Shizuya Kawamura (河村 靜也, Kawamura Shizuya), known by his stage name Katsura Bunshi VI (六代 桂 文枝, Rokudai Katsura Bunshi), is a Japanese TV presenter and rakugo artist.

His former stage name was Katsura Sanshi (桂 三枝, Katsura Sanshi). Sanshi received this name from his shishô (master) and one of the celebrated postwar Kamigata Rakugo greats, Katsura Bunshi V (五代目 桂 文枝, Godaime Katsura Bunshi). Sanshi's "san" came from, originally, being Bunshi's third deshi (pupil) and "shi" came from the second half of shishos stage name. Sanshi succeeded his shisho's stage name in 2012.

== Earlier years ==
Sanshi was born in Higashi-ward, Sakai, Osaka on 16 July 1943. His father died when he was an 11-month-old baby. Despite early unfortunate circumstances, his efforts in the entertainment business have brought him success.

== Youth ==
Sanshi entered Kansai University (Faculty of commerce), after graduating from Ichioka Commercial High School in Osaka. He immediately gained fans at University with his storytelling and humor, though he had no professional careers. After university, Sanshi entered the artistic school or Katsura Bunshi V and later signed with agents at Yoshimoto Kogyo.

== TV presenter ==
Sanshi worked as a master of ceremonies on:

=== Punch De Date ===
An audience participation matching and marriage TV program produced by Kansai Telecasting Corporation and broadcast from 1973 to 1985 co-starring Kiyoshi Nishikawa. The show's opening catchphrase was "Hitome atta sono hi kara, koi no hana saku koto mo aru, mishiranu anata to mishiranu anata ni, date o torimotsu Punch De Date!" (approximate translation: Even though they are not acquainted with each other, the pairings will bring us shot-gun couples. Punch De Date makes amazing matches!).

+++++

[TASKS TO PERFORM]
A) List every stage name that appears in the biography of the rakugo artist.
B) From the rakugo artist's biography, return the passage starting with "Shizuya Kawamura (河村" and going on through "name in 2012.", copied word for word.

Saved entries
+++++

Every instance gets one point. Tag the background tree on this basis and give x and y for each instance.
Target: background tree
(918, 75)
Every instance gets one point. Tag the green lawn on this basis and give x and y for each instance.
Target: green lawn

+++++

[ANSWERS TO EACH TASK]
A)
Katsura Bunshi VI
Katsura Sanshi
Katsura Bunshi V

B)
Shizuya Kawamura (河村 靜也, Kawamura Shizuya), known by his stage name Katsura Bunshi VI (六代 桂 文枝, Rokudai Katsura Bunshi), is a Japanese TV presenter and rakugo artist.

His former stage name was Katsura Sanshi (桂 三枝, Katsura Sanshi). Sanshi received this name from his shishô (master) and one of the celebrated postwar Kamigata Rakugo greats, Katsura Bunshi V (五代目 桂 文枝, Godaime Katsura Bunshi). Sanshi's "san" came from, originally, being Bunshi's third deshi (pupil) and "shi" came from the second half of shishos stage name. Sanshi succeeded his shisho's stage name in 2012.